• [Region pointing data]:
+-------+
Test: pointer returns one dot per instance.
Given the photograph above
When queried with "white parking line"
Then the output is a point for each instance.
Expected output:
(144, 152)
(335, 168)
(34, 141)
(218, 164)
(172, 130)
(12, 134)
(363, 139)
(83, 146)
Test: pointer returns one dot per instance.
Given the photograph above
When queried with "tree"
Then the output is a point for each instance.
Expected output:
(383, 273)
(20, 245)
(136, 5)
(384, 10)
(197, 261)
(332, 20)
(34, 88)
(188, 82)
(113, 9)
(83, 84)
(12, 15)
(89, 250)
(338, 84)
+-------+
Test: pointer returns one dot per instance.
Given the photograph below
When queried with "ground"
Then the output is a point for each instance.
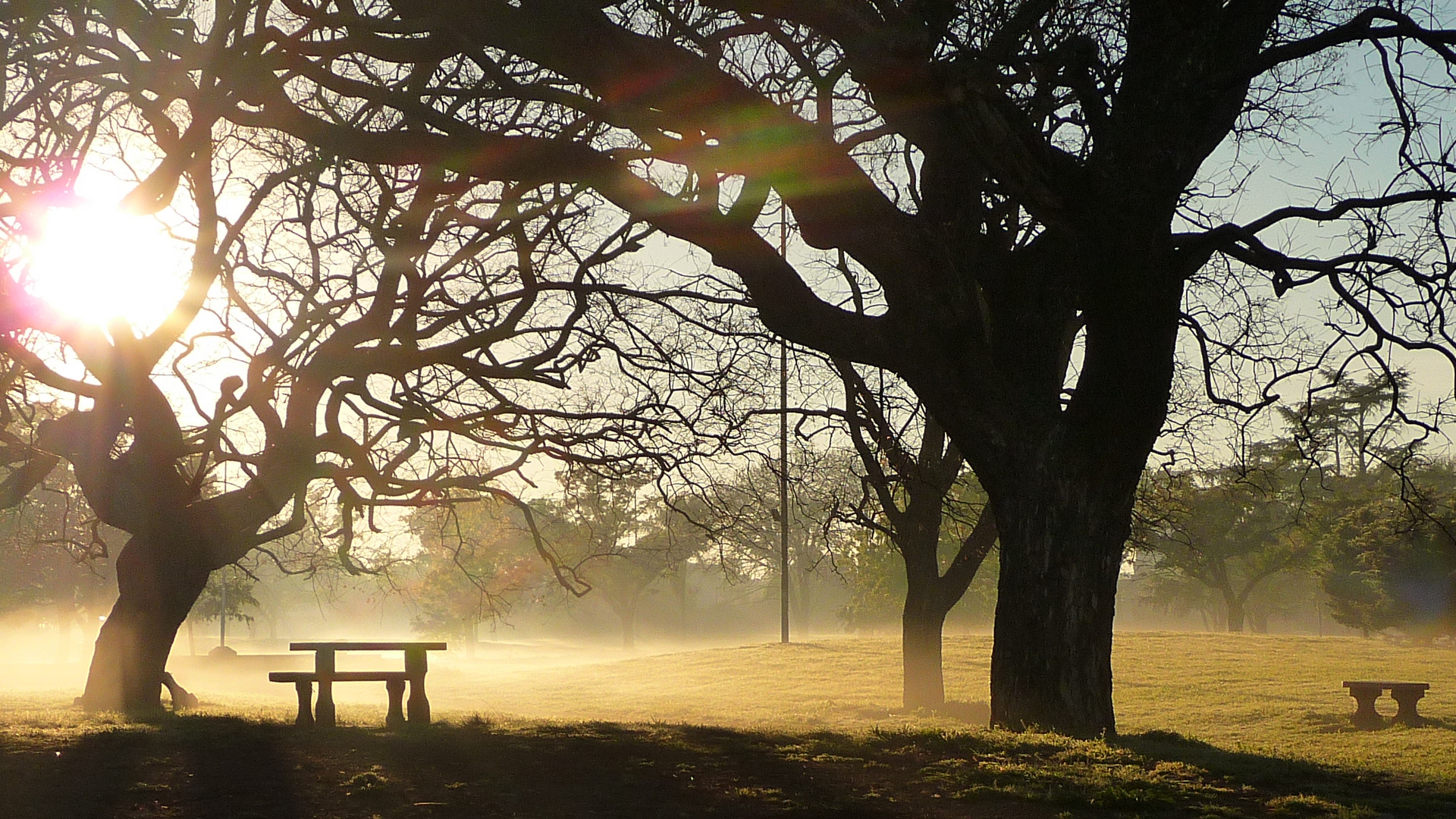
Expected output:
+-------+
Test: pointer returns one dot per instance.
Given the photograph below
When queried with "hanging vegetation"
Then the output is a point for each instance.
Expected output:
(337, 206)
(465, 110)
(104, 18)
+-------+
The word "with" appears in some lines of the data. Copy every one of those lines.

• [SOLUTION]:
When queried with "white parking line"
When queried with "tree"
When queried with "ground"
When queried with "hanging vegetation"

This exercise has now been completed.